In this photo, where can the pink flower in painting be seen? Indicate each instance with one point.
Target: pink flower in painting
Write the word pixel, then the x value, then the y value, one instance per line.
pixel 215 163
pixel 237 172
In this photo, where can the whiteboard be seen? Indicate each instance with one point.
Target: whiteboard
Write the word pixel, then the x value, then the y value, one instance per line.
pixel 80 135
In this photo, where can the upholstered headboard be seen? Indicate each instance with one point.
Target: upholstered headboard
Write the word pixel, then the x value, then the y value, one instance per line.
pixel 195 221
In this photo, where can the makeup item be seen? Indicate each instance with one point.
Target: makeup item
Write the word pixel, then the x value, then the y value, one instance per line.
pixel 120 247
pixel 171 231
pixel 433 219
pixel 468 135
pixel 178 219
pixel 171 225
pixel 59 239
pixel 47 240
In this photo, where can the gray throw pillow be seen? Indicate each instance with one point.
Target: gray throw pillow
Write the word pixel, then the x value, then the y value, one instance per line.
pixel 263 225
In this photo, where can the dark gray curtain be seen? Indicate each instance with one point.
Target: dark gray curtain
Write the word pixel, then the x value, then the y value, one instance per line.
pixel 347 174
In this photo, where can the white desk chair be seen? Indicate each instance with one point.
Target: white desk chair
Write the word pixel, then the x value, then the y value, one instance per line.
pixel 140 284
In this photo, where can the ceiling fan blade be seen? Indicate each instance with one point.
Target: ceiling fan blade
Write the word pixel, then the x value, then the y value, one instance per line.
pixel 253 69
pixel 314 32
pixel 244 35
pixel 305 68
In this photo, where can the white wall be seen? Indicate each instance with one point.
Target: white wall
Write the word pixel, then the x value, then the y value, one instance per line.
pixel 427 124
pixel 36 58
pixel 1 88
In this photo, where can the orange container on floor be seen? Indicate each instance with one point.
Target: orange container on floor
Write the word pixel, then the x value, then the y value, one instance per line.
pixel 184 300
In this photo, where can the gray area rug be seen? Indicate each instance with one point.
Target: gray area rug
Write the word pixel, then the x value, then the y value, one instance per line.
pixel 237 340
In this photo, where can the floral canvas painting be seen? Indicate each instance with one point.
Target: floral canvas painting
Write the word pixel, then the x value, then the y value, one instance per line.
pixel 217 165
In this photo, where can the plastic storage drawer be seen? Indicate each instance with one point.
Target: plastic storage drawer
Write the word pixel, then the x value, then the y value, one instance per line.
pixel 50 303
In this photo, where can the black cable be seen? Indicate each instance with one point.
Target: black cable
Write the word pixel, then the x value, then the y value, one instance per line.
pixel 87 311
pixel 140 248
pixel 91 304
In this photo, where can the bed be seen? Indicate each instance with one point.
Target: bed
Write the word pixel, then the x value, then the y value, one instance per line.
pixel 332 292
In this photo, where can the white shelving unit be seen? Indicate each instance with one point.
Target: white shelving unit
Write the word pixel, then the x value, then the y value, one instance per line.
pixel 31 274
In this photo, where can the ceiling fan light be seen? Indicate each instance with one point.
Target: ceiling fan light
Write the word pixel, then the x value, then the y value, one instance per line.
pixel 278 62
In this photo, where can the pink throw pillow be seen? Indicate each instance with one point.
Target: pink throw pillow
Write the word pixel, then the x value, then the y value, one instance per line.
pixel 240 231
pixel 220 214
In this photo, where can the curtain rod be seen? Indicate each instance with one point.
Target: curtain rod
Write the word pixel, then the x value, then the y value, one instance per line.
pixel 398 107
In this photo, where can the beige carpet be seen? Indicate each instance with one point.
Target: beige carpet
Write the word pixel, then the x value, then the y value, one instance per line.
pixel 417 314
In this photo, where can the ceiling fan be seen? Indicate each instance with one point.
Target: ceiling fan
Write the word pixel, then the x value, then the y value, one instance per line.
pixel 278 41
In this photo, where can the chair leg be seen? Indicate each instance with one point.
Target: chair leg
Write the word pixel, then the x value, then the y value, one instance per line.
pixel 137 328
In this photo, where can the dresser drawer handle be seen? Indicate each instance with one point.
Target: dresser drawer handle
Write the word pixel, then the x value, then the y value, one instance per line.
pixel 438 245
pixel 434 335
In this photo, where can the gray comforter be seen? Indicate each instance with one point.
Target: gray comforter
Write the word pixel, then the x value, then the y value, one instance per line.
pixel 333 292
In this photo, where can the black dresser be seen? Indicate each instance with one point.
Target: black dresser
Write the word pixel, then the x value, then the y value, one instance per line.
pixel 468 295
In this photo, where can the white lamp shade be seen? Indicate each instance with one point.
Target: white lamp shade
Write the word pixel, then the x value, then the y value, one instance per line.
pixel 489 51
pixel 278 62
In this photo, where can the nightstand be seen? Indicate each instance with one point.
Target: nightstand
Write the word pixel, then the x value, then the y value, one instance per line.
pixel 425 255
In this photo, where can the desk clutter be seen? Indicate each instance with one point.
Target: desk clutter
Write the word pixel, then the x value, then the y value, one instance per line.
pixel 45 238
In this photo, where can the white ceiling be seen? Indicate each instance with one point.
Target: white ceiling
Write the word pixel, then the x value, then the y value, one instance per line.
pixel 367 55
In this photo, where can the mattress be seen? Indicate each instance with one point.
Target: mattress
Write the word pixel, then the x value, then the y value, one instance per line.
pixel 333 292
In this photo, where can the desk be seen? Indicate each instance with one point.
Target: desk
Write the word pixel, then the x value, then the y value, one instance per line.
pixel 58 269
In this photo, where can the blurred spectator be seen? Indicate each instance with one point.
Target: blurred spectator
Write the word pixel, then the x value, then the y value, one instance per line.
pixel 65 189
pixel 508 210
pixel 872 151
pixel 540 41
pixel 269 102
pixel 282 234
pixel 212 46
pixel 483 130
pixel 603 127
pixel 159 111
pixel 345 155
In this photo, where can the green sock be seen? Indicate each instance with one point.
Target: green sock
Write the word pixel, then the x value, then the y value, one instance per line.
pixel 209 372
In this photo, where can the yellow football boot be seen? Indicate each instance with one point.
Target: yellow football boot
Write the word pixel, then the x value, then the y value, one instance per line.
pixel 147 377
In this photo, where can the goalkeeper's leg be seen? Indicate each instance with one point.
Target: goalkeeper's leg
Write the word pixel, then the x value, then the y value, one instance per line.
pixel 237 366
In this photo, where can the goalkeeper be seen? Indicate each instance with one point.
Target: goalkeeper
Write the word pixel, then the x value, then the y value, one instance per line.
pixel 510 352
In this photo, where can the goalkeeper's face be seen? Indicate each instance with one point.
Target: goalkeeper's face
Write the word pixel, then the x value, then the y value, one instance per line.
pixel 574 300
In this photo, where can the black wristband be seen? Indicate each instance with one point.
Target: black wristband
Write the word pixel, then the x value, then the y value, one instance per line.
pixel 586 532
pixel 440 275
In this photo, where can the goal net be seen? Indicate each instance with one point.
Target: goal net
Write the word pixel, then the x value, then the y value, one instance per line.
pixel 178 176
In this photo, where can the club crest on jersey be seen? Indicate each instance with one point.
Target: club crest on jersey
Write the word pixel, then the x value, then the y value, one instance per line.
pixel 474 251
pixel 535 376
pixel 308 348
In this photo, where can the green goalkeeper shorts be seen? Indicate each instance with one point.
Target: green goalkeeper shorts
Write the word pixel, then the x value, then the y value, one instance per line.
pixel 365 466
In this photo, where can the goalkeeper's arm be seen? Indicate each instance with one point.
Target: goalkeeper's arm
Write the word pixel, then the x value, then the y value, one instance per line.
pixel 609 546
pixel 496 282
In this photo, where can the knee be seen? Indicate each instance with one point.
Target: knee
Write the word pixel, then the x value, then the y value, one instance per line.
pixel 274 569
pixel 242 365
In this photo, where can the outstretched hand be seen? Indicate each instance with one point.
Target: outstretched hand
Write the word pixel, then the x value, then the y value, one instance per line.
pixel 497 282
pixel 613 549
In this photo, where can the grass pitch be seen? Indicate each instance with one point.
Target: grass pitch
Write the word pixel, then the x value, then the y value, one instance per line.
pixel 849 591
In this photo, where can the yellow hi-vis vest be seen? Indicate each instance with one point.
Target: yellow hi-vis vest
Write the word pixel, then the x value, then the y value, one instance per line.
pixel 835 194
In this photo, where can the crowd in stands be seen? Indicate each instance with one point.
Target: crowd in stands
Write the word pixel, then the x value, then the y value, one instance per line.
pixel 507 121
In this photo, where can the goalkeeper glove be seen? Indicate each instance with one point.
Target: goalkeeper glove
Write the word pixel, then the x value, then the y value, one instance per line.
▬▬▬▬▬▬
- [Task details] The lines to reproduce run from the line containing "In this photo, where can the yellow hi-vis" to the end of the listing; write them out exactly and add nothing.

- [Expected output]
In this photo, where can the yellow hi-vis vest be seen? Indicate each instance with one point.
Target: yellow hi-vis vest
Write the word pixel, then the x value, then the y value, one instance per line.
pixel 835 194
In this photo, where can the crowd in stands be seen? Indicate each instance with one point.
Target: crowd in stands
Write the word pixel, then the x value, then the y value, one instance per line.
pixel 507 121
In this photo, where can the goalkeeper glove be seen? Indicate each instance with one point.
Target: goalkeeper glove
Write the word pixel, then the x value, then the y value, one instance per line.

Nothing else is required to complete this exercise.